Monday, Sep. 03, 1923
Film Rights to " Kim"
Sir James Gets Them for Maude Kiskadden -- Weeping, Wailing
About 117 well-fed motion picture producers are gnashing in the neighborhood of 1,000 gold teeth over the tidings that Rudyard Kipling has parted with the film rights to Kim. The gnashing is particularly reverberant owing to the fact that he has given them to an amateur in the field of flickering drama--and a woman, at that! The woman and the amateur--Miss Maude Adams.
In actual fact Miss Adams is not such an amateur as the majority may suppose. Ever since her recovery from the illness which cut short her tour in 1918 she has been busy studying stage lighting and the mechanics of motion pictures. Her laboratory has been buried in some obscure corner of the General Electric Co., Schenectady, N. Y., and she has consistently resisted attempts to obtain information regarding her activities.
Last Spring she slipped quietly abroad under the misleading but accurate name on the steamship lists of M. Kiskadden. She took her plan to Kipling. He immediately raised two objections but Miss Adams anticipated them before he could put them into words. They were:
1) That Kim should be played by a boy rather than a girl.
2) That the film should be made in India.

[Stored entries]

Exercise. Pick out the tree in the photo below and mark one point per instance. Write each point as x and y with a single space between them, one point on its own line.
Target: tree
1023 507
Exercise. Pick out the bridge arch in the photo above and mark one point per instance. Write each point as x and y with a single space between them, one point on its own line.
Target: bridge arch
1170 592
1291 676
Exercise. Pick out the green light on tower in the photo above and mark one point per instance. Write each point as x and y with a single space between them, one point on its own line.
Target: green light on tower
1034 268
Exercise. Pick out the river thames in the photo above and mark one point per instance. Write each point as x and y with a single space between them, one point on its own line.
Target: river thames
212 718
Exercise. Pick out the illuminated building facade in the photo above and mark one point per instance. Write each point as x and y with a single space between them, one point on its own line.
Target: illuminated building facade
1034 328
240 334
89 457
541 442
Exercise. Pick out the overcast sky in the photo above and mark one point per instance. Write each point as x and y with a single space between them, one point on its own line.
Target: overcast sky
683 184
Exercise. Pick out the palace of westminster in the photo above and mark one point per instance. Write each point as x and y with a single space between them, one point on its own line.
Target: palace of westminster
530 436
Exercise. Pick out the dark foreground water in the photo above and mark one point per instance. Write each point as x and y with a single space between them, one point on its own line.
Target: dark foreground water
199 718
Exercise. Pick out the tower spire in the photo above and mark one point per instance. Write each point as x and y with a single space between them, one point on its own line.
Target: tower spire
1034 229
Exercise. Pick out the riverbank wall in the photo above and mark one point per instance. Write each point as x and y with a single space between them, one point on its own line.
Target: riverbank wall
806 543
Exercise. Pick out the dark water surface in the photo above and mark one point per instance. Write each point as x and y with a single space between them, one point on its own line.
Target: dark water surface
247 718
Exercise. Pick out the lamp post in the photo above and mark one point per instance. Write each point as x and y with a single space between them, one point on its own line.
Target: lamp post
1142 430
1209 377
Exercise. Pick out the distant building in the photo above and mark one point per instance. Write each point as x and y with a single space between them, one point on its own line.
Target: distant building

Task objective: Extend the article about Maude Adams and the film rights to "Kim," picking up after its second listed objection.

Answer space:
Since these were the contingent points on which the author had been skeptical they promptly agreed. Miss Adams secured the motion picture rights to Kim for eight years. Despite this extended contract she expects to start work before next Spring.
It is an open secret that various and opulent magnates of California have bargained unsuccessfully for the Kim rights for many years. Mr. Kipling displayed an unaccountable indifference--no matter how much cash their earnest faces registered.
No doubt his reception of Miss Adams was materially influenced by the recommendations of Sir J. M. Barrie. Although it is not generally known, Barrie sank the larger part of his fortune in a British hospital during the War. By peace time he found himself financially embarrassed. It was then that Miss Adams reconsidered her decision to retire (made on the death of her manager and lifelong friend, Charles Frohman, who went down with the Lusitania ) and trouped as Peter Pan for the better part of two years.